Source document ::
--------------------

My copy did not have lyrics. This was a significant fact, as Joe seemed to my ear not to be ranting in English (and sometimes he wasn’t–plus, his and Mick’s were the first Spanish words to reach my ears). I strained, I leaned forward, I turned it up, but–other than the easy ones–I couldn’t understand the words, and they damn sure seemed to matter. “Satta Massagana / For Jimmy Dread”? And what was that about fucking nuns? But being sung like they mattered hooked me. It’s why I’ll always be loyal to Joe, one of the greatest non-singers in rock and roll history.

--------------------

Data provided ::
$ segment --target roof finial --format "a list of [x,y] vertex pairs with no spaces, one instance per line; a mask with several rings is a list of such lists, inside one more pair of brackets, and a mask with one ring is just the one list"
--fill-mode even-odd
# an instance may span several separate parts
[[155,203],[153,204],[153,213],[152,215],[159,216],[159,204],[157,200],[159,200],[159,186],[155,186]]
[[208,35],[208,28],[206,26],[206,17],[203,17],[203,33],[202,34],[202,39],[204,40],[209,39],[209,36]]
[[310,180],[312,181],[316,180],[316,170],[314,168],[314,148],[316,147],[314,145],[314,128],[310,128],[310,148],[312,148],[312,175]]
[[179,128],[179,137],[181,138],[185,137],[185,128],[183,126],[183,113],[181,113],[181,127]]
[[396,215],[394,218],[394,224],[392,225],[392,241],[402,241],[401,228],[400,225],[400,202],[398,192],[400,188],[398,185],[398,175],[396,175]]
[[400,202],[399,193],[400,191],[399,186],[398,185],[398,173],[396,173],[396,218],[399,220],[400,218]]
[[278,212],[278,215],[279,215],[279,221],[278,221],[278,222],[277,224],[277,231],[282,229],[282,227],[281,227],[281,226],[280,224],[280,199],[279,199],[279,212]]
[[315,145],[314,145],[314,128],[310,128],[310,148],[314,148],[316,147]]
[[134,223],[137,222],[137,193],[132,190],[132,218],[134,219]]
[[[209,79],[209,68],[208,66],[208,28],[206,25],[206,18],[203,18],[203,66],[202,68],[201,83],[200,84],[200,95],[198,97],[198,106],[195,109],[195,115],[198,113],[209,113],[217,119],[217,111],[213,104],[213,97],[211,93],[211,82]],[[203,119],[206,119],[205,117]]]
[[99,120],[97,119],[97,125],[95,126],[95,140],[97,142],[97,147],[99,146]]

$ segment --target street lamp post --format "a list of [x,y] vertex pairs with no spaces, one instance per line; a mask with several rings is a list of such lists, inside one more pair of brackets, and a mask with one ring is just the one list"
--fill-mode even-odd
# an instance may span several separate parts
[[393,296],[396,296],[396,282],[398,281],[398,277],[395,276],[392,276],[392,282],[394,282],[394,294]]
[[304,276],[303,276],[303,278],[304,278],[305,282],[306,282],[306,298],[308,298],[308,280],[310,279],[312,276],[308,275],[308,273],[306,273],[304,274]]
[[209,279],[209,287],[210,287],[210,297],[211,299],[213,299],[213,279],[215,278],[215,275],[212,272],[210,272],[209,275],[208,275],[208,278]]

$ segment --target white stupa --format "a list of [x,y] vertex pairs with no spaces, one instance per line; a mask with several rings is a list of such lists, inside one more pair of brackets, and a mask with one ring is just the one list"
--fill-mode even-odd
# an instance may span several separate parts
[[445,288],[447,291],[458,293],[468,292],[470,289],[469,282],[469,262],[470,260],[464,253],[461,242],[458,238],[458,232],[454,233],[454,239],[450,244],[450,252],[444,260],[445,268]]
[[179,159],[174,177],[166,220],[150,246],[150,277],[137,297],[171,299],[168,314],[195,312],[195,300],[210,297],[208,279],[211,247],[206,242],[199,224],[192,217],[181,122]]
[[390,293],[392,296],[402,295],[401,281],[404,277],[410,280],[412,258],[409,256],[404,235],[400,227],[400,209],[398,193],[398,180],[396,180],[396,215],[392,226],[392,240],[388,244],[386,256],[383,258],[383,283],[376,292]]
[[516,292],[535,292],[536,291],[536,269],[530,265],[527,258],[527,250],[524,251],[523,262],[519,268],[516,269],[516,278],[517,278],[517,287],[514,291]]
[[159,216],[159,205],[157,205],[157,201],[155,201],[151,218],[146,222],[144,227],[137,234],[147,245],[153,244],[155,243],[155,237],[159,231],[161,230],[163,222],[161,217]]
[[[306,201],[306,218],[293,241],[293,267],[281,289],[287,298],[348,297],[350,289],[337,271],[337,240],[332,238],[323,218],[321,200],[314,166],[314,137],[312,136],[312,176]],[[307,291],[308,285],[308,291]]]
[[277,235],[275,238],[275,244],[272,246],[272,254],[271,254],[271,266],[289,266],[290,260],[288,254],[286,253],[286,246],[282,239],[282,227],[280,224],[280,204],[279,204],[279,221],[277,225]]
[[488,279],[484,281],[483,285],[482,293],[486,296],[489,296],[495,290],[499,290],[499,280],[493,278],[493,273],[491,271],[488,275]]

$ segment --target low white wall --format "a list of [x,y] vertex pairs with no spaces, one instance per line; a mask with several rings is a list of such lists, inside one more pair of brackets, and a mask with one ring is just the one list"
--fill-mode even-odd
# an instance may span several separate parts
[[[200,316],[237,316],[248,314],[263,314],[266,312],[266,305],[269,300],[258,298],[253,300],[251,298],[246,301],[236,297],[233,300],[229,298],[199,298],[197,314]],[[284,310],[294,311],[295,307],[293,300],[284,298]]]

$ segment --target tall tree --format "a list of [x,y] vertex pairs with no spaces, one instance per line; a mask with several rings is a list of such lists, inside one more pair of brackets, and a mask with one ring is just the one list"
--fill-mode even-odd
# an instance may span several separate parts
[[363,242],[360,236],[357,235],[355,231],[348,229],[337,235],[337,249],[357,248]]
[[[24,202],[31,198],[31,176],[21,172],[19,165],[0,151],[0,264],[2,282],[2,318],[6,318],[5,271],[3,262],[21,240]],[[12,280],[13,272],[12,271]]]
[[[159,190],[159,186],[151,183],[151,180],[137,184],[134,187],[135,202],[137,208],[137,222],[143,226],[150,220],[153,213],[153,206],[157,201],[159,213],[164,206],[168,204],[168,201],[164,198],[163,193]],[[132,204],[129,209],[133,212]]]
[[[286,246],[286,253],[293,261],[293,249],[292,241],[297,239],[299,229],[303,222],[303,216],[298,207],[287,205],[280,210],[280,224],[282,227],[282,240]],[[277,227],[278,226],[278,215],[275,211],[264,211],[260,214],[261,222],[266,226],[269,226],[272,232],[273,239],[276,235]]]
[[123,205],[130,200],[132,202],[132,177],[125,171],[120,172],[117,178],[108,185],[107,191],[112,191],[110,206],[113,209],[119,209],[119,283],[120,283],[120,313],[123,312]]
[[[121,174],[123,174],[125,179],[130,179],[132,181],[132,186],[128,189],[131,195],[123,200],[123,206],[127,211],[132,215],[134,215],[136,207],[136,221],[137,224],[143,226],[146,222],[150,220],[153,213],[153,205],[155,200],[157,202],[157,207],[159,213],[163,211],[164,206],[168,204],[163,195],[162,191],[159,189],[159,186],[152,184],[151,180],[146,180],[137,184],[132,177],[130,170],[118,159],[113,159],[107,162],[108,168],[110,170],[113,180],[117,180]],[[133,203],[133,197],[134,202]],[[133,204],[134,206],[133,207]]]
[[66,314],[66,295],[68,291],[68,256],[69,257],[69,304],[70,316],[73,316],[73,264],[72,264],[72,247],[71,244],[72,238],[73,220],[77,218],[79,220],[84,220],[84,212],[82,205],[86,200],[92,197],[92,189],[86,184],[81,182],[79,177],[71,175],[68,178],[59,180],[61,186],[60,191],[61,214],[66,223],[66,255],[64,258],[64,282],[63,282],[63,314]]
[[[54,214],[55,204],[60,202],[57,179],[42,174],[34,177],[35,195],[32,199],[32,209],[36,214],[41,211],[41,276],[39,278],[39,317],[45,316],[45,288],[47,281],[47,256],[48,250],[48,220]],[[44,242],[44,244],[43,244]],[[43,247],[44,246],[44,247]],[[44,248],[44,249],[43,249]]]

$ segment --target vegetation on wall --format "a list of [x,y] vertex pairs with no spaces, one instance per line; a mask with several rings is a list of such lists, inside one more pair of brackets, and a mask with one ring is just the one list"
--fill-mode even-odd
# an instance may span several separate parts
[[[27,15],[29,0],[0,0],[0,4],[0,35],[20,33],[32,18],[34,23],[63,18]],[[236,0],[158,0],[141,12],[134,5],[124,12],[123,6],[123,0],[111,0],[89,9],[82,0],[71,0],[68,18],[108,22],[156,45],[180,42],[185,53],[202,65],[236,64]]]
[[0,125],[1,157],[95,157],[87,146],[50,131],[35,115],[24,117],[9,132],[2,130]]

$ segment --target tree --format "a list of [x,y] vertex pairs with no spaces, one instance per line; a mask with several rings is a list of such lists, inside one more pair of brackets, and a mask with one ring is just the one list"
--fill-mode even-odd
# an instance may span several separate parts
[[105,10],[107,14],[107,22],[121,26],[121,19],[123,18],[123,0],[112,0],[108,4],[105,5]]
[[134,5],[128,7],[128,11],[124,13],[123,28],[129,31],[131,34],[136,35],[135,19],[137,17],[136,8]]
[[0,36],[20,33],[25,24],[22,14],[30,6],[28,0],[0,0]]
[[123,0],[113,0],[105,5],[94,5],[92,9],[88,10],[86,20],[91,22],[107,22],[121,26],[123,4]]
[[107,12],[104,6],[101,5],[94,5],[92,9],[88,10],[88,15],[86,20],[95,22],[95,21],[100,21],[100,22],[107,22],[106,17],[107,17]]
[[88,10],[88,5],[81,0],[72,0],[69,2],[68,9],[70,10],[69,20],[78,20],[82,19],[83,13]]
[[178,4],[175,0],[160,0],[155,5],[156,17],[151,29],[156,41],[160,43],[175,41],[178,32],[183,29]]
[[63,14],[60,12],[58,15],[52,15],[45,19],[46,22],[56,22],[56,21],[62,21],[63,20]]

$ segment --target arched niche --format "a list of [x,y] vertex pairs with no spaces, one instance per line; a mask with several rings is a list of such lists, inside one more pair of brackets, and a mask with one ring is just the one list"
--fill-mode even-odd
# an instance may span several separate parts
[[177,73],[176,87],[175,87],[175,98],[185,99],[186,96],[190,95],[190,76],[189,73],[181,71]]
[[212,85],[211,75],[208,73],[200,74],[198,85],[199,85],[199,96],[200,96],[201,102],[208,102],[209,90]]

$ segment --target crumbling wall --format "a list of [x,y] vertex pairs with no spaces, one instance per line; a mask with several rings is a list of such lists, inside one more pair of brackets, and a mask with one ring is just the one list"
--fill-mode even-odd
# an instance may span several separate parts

--------------------

Please translate this sentence from the passage about Joe's singing into Spanish: "But being sung like they mattered hooked me." Work only from the passage about Joe's singing, not the rows.

Pero que se cantaran como si importaran me enganchó.